About this task ▸
Retype the listing found below exactly, but leave out each picture.

Records to process ▸
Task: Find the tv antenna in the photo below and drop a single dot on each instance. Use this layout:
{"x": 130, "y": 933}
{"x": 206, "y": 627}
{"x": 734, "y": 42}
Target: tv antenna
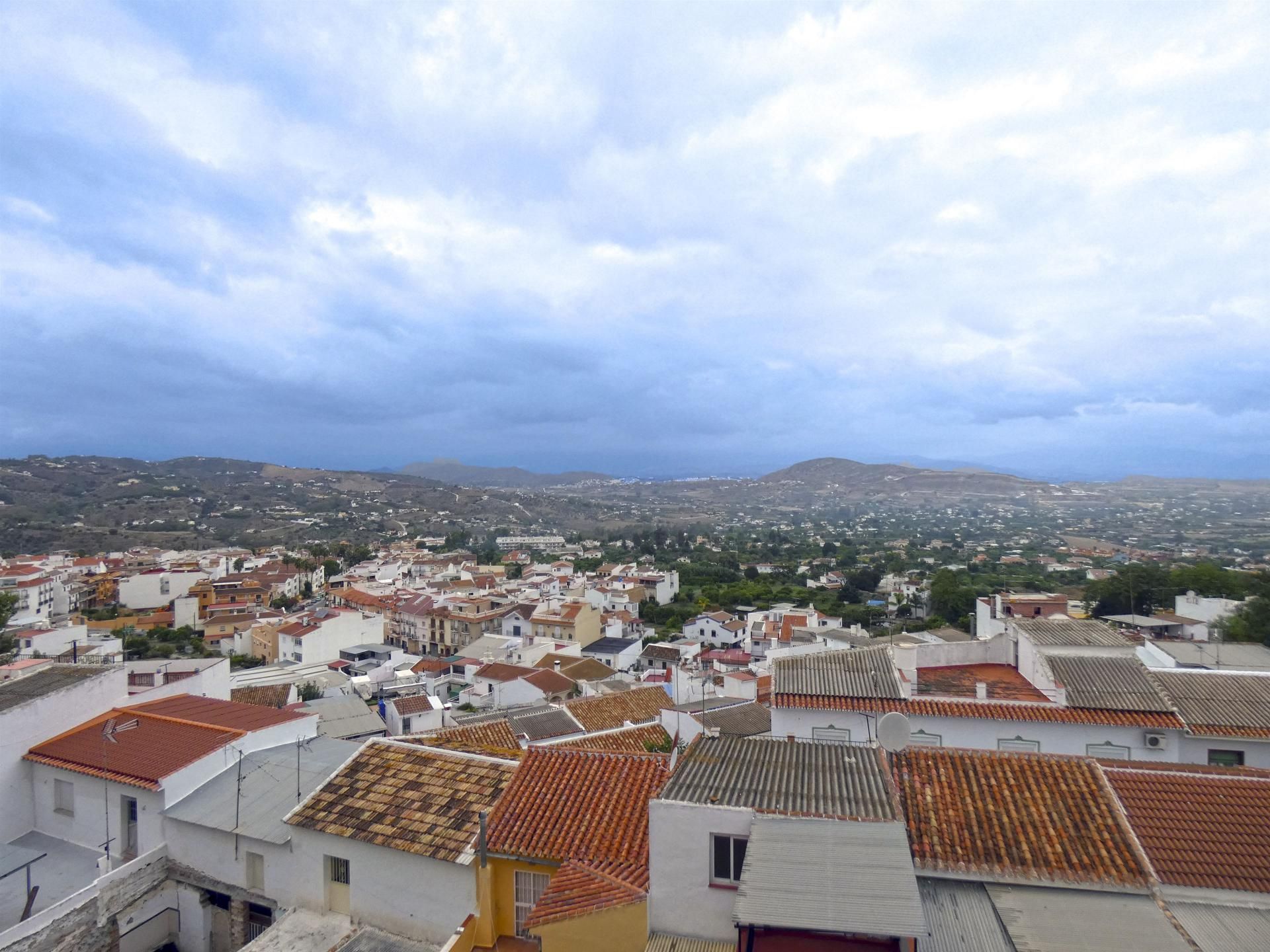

Reply to the task ▸
Task: Find the tv antenna in the photo below and drop a single dot on each instance. Use this layout:
{"x": 130, "y": 933}
{"x": 206, "y": 627}
{"x": 734, "y": 42}
Target: tv antenna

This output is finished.